Supplied data:

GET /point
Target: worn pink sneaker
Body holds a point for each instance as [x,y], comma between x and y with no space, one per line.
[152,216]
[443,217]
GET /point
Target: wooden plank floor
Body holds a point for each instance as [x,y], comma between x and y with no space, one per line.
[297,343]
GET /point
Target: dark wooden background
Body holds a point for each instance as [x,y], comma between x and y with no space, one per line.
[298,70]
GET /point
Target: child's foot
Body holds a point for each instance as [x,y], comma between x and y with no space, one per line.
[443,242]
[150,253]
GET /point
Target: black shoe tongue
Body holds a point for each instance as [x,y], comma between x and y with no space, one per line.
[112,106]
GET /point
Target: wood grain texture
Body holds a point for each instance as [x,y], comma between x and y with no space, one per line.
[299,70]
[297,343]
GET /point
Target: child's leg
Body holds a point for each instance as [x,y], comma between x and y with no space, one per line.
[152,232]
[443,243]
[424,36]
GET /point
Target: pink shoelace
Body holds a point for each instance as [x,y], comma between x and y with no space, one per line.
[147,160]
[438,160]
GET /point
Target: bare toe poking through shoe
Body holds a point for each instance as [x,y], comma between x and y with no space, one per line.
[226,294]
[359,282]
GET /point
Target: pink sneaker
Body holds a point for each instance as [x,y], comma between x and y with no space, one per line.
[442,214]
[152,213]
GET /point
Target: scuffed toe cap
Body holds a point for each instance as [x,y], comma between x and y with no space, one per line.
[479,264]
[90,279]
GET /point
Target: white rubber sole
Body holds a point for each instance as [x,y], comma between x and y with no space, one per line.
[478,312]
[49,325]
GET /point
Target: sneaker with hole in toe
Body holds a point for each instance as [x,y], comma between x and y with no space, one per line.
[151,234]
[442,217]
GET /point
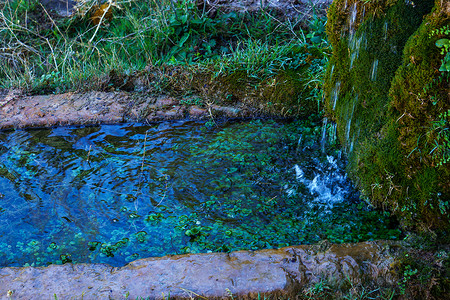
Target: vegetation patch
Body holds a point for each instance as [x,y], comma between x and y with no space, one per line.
[389,99]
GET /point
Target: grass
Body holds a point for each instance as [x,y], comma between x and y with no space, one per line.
[45,53]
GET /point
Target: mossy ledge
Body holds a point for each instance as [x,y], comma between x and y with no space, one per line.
[385,92]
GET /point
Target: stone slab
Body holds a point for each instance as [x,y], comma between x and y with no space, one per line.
[244,274]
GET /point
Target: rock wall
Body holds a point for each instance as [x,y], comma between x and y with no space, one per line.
[389,99]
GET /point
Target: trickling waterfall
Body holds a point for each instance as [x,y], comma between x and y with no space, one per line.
[374,70]
[327,185]
[335,93]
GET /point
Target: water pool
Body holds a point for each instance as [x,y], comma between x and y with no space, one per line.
[116,193]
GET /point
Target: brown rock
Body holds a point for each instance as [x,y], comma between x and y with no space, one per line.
[244,273]
[197,112]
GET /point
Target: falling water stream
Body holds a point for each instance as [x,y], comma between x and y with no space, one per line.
[116,193]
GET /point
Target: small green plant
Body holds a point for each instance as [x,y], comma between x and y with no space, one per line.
[444,45]
[441,129]
[408,273]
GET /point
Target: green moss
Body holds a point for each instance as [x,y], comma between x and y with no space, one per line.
[384,92]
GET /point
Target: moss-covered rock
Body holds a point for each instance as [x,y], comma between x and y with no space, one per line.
[387,96]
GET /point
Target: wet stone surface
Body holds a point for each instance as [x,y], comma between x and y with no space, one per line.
[245,274]
[21,111]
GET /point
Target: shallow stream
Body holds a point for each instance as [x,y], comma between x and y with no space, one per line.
[116,193]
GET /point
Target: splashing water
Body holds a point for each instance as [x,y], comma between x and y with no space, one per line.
[326,183]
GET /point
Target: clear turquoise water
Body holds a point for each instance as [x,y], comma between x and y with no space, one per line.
[115,193]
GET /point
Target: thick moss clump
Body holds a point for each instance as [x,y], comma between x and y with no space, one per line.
[384,91]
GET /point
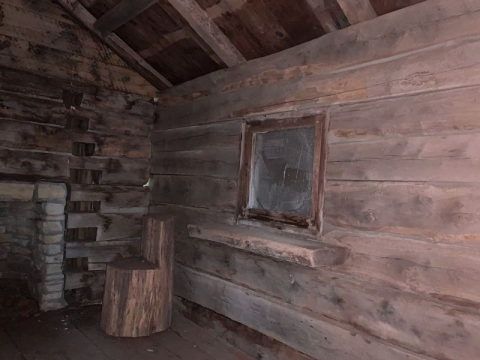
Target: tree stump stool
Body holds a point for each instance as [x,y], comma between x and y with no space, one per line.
[138,291]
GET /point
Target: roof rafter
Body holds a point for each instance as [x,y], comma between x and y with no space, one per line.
[208,31]
[122,13]
[323,15]
[81,14]
[357,11]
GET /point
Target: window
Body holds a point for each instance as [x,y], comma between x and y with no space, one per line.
[282,171]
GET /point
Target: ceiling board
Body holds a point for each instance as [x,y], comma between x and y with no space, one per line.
[167,42]
[383,7]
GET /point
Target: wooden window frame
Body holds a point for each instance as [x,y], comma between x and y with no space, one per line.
[249,129]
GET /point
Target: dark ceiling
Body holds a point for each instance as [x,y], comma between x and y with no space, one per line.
[257,28]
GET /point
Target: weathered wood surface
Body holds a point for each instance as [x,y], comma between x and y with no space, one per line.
[197,137]
[410,29]
[25,48]
[221,163]
[274,244]
[401,190]
[39,132]
[194,191]
[435,113]
[115,171]
[375,308]
[397,76]
[113,198]
[249,341]
[314,335]
[85,18]
[102,251]
[109,226]
[138,291]
[448,158]
[82,279]
[28,136]
[26,84]
[357,11]
[443,212]
[16,162]
[123,12]
[208,31]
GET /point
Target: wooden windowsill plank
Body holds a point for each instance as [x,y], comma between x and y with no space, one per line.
[272,244]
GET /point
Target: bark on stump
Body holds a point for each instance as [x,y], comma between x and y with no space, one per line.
[138,291]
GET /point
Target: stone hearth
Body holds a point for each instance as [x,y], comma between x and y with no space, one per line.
[32,227]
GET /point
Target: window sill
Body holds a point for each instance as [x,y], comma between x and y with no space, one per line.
[274,244]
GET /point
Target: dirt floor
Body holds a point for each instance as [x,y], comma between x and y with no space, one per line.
[15,301]
[75,334]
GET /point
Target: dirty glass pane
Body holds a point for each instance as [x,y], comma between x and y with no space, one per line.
[282,167]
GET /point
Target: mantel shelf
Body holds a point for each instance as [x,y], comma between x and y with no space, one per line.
[272,244]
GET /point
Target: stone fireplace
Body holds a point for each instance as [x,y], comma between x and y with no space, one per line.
[32,227]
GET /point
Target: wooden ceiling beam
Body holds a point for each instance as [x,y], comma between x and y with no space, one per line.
[357,11]
[82,15]
[122,13]
[323,15]
[204,26]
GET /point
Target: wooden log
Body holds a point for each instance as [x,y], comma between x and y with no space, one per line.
[138,291]
[377,306]
[110,226]
[194,191]
[221,163]
[409,29]
[272,244]
[130,305]
[444,212]
[395,76]
[314,335]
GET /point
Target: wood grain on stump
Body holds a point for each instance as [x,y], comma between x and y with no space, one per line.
[138,291]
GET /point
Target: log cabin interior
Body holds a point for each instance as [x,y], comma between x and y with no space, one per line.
[239,179]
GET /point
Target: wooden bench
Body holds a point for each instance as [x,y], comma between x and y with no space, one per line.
[138,291]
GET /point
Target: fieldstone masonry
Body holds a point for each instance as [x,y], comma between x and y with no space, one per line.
[32,227]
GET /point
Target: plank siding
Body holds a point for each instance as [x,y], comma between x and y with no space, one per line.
[401,193]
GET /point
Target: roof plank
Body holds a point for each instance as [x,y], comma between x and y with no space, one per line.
[357,11]
[81,14]
[123,12]
[323,15]
[208,31]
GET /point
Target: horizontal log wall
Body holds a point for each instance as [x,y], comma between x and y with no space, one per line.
[39,37]
[61,88]
[402,187]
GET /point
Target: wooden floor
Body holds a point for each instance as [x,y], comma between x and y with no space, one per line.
[76,335]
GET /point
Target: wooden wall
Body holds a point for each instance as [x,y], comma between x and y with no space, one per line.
[61,88]
[402,187]
[39,37]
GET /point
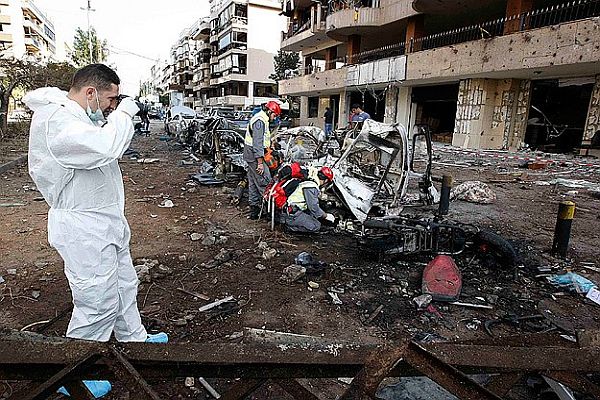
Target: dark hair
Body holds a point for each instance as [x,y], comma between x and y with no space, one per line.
[98,75]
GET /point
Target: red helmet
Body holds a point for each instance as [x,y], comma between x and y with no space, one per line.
[274,107]
[326,173]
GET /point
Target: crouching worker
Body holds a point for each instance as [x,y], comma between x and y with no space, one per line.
[302,211]
[256,142]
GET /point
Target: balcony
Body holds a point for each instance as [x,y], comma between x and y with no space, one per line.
[201,31]
[230,100]
[345,21]
[331,81]
[5,37]
[536,53]
[32,43]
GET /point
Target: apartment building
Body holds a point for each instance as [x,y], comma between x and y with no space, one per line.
[494,74]
[25,31]
[226,59]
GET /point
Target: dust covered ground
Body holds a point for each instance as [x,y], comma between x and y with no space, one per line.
[228,258]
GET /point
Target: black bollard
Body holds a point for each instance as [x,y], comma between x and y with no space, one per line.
[445,195]
[562,232]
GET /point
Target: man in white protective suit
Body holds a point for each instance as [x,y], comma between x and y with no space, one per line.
[73,160]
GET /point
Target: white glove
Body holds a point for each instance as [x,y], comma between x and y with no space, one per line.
[128,106]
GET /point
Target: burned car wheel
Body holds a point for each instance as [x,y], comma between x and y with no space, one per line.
[492,244]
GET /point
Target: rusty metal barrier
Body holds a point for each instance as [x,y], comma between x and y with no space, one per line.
[51,362]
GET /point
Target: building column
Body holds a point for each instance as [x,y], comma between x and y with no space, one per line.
[308,67]
[514,8]
[303,110]
[250,93]
[391,104]
[353,48]
[344,112]
[330,56]
[592,123]
[415,30]
[404,113]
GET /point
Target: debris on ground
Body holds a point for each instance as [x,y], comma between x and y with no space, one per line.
[195,236]
[293,273]
[148,160]
[335,298]
[474,192]
[167,204]
[423,300]
[269,254]
[572,282]
[313,285]
[216,303]
[222,257]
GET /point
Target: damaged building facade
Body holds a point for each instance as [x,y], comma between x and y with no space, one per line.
[495,74]
[224,59]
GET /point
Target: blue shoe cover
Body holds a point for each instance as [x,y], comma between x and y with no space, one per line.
[97,388]
[158,338]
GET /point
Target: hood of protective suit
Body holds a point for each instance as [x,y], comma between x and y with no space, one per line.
[39,98]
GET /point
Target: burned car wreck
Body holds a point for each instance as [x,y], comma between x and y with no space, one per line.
[381,198]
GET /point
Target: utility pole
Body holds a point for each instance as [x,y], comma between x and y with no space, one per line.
[89,9]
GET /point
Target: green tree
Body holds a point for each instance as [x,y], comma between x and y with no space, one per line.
[25,75]
[284,60]
[81,50]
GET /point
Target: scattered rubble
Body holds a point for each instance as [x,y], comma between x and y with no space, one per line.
[222,257]
[167,204]
[293,273]
[474,192]
[260,267]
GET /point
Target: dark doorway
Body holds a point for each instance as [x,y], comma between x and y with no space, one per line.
[373,103]
[557,114]
[436,107]
[334,104]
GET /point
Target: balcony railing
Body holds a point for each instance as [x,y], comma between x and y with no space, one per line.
[295,29]
[566,12]
[233,45]
[338,5]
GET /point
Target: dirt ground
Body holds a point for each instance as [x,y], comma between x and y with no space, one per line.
[35,288]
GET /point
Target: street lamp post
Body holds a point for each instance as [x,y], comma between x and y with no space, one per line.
[89,9]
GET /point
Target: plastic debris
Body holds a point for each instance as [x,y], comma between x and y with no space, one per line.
[335,298]
[572,282]
[292,273]
[167,204]
[195,236]
[474,192]
[423,300]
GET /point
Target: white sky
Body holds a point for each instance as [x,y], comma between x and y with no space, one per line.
[147,28]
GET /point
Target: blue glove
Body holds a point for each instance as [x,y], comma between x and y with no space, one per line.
[97,388]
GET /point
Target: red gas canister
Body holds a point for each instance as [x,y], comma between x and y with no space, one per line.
[442,279]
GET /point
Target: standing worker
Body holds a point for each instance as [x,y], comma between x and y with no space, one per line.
[358,115]
[302,211]
[257,140]
[73,160]
[328,126]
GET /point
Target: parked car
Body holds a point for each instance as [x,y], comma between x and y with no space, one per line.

Task directions:
Please list every line of the listing above that contains the word "wooden", copying each line in full.

The response:
Target: wooden plank floor
Target: dark wooden background
Target: wooden window frame
Target: wooden windowsill plank
Target: wooden ceiling beam
Target: wooden log
Target: wooden bench
Target: wooden floor
Target: wooden wall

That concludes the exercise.